*WRITTEN REQUEST*: Find every line in the material that contains the word "branch" and copy each of those lines.

*EXCERPTED DATA*:
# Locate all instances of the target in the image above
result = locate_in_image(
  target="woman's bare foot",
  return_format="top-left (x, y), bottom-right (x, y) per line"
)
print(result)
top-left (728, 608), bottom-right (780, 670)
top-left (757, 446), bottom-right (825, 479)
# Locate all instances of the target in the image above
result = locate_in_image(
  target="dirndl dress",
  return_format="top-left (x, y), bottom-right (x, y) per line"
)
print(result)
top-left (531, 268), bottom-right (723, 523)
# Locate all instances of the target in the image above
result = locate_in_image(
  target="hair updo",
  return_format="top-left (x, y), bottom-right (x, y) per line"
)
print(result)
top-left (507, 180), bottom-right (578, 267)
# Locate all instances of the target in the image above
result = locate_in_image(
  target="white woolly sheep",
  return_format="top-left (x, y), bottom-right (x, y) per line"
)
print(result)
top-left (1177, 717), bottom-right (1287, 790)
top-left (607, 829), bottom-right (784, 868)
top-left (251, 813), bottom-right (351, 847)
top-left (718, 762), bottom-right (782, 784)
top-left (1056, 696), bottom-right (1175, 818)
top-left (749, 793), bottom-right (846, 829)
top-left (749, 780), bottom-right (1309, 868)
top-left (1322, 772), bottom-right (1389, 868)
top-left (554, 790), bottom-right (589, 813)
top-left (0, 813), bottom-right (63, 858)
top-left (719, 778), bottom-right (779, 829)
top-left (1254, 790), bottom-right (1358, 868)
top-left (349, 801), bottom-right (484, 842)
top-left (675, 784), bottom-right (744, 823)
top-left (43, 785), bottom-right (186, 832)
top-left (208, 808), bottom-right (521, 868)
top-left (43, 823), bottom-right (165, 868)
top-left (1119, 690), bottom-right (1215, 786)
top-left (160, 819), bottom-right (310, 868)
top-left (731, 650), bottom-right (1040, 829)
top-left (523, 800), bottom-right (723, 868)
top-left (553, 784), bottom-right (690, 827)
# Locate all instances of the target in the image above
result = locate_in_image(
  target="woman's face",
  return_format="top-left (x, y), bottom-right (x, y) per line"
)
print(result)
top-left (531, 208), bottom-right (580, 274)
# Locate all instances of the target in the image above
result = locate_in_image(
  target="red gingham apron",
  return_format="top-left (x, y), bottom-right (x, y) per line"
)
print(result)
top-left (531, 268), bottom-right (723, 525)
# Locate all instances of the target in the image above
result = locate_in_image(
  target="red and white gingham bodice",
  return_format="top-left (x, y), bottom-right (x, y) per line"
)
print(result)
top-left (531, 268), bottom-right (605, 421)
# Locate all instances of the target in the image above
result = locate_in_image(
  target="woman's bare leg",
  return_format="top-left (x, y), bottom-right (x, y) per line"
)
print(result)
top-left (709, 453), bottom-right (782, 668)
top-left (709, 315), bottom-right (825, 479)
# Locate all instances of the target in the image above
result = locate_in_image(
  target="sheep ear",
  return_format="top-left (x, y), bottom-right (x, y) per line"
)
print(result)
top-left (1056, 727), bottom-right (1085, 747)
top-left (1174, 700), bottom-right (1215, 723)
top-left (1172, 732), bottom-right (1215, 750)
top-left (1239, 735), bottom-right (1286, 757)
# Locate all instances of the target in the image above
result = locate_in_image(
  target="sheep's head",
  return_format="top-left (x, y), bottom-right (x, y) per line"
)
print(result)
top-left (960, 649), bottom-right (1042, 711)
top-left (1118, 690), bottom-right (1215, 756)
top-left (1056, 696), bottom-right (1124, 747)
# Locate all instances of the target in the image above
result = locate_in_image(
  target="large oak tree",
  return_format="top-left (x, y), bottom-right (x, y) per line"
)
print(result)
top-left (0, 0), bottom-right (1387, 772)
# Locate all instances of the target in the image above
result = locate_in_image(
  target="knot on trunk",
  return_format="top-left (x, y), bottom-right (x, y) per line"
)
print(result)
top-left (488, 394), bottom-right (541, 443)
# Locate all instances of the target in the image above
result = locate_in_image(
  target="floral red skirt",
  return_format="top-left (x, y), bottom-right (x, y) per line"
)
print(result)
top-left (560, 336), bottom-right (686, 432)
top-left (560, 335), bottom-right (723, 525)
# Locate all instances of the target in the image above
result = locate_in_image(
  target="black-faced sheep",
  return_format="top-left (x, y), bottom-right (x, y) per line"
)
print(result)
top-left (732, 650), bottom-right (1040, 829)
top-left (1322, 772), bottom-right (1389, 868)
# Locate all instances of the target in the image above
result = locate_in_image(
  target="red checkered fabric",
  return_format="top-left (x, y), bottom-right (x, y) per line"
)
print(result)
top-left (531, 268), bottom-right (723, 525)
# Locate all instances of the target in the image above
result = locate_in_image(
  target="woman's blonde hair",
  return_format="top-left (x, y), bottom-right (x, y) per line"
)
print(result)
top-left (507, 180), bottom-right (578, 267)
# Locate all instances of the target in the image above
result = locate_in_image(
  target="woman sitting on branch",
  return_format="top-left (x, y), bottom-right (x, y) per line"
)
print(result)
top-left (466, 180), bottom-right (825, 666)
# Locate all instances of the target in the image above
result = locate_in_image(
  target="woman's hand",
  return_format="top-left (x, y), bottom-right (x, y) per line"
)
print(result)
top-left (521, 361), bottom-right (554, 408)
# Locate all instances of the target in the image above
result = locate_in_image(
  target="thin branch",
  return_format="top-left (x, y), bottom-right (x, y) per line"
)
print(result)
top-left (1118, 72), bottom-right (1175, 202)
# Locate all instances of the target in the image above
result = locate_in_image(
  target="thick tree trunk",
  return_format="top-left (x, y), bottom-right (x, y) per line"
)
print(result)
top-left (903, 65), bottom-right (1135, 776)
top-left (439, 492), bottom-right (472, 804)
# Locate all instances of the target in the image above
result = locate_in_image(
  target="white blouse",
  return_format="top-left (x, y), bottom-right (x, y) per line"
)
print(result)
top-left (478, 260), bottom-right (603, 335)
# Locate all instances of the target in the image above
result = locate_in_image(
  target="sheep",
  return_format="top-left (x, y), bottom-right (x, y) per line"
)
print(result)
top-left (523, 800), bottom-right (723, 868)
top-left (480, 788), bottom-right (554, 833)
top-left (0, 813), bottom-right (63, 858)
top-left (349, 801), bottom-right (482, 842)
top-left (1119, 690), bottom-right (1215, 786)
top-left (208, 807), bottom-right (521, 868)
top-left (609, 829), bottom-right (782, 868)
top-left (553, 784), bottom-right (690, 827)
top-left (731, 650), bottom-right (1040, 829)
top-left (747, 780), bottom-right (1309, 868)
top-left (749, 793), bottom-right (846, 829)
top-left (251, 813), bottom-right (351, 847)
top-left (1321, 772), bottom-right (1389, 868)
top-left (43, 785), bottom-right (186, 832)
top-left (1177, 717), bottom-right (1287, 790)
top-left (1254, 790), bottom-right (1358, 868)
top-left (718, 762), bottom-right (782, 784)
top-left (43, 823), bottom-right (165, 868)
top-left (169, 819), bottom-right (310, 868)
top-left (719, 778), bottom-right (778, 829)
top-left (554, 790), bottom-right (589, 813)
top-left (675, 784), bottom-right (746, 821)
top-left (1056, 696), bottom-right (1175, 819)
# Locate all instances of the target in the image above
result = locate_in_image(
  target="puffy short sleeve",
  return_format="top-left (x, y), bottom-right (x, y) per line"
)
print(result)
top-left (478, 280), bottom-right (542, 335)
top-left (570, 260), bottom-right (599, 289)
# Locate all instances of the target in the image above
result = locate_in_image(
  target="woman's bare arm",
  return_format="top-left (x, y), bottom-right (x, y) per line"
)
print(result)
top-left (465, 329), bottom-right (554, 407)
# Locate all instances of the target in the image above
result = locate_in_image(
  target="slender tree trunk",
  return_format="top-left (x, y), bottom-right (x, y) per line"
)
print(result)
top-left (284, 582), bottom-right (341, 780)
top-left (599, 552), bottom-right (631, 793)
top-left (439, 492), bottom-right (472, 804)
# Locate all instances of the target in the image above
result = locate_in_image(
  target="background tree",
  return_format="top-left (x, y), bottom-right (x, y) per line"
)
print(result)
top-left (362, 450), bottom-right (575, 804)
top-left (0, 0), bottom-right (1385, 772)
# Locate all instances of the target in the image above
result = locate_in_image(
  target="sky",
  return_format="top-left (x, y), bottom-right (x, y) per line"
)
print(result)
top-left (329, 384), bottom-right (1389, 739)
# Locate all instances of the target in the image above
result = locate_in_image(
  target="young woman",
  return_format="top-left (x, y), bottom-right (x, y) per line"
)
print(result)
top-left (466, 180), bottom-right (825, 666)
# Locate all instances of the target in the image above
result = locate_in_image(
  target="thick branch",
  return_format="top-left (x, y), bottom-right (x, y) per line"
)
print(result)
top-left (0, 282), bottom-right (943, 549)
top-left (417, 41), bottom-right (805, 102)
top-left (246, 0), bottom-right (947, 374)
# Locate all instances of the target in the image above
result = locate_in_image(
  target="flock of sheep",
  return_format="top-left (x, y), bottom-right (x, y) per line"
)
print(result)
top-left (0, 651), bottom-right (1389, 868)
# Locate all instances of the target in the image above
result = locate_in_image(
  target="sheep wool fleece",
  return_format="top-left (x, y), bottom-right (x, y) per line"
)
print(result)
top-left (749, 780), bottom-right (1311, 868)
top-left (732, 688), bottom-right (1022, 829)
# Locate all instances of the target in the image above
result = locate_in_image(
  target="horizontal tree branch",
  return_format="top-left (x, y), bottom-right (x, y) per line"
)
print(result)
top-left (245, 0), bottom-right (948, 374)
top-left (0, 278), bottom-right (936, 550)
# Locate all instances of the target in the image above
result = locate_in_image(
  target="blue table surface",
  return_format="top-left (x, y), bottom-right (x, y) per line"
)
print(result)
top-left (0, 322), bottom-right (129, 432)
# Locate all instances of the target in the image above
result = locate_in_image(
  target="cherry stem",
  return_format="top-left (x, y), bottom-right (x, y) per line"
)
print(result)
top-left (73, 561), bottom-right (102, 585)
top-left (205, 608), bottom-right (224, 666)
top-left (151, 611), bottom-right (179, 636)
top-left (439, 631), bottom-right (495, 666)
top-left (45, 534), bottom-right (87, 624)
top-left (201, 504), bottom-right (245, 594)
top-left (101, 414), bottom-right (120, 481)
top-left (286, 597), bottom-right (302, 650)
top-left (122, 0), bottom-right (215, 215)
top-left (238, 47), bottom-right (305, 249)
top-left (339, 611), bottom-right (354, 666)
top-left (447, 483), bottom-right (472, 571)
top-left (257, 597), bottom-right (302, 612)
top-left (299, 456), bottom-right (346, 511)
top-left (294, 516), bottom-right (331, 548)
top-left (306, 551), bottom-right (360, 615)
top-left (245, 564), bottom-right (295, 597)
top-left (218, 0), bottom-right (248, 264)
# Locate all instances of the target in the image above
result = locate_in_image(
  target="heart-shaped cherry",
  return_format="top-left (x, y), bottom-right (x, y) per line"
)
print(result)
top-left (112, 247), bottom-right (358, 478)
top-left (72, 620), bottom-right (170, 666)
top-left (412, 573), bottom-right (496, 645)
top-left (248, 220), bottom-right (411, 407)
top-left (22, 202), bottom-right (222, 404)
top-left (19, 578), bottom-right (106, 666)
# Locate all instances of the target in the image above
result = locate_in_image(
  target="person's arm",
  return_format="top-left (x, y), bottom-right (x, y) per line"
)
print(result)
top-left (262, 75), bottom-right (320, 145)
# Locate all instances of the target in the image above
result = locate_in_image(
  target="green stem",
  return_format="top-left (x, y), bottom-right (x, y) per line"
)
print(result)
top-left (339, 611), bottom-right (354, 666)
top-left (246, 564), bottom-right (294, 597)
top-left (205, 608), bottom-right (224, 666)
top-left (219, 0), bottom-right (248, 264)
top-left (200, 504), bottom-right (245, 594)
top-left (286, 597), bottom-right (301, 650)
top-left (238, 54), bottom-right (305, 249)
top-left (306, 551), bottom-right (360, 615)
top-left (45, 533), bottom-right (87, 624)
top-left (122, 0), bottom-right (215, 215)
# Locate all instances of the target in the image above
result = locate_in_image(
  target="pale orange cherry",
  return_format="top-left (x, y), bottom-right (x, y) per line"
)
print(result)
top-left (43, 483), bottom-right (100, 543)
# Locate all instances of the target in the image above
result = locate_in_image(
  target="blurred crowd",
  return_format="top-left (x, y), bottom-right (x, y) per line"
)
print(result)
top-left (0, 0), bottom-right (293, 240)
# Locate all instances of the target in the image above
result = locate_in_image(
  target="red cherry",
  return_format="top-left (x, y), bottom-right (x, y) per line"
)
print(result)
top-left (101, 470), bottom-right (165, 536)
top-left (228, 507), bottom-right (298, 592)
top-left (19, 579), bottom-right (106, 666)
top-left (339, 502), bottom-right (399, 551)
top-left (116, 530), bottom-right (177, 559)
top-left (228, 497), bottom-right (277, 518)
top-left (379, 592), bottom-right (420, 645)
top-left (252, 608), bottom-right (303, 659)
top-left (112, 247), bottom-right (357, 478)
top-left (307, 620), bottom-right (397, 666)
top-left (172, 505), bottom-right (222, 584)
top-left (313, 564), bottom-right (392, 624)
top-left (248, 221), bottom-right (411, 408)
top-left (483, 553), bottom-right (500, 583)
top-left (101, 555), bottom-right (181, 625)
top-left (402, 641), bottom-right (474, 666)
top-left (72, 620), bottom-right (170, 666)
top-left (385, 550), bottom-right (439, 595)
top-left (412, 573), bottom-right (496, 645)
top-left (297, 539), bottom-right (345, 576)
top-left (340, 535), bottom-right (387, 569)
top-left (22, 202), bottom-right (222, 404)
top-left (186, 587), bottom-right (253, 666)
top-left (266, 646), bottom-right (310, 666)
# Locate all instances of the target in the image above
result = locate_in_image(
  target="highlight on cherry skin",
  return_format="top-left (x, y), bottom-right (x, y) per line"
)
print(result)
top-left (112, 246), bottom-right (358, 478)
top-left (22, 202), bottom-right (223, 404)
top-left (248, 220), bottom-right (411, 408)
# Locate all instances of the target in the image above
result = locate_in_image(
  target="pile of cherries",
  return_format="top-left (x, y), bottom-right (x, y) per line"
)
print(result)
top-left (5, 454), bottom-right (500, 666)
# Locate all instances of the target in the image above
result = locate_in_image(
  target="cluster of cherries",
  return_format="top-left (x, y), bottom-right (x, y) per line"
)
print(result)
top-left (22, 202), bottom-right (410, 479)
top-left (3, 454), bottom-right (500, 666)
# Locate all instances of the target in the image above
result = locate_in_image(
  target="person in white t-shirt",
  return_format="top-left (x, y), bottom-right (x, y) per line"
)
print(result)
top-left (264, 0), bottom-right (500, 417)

*COMPLETE OUTPUT*:
  target="woman sitting on branch",
  target="thin branch",
  target="thick branch",
  target="horizontal tree branch",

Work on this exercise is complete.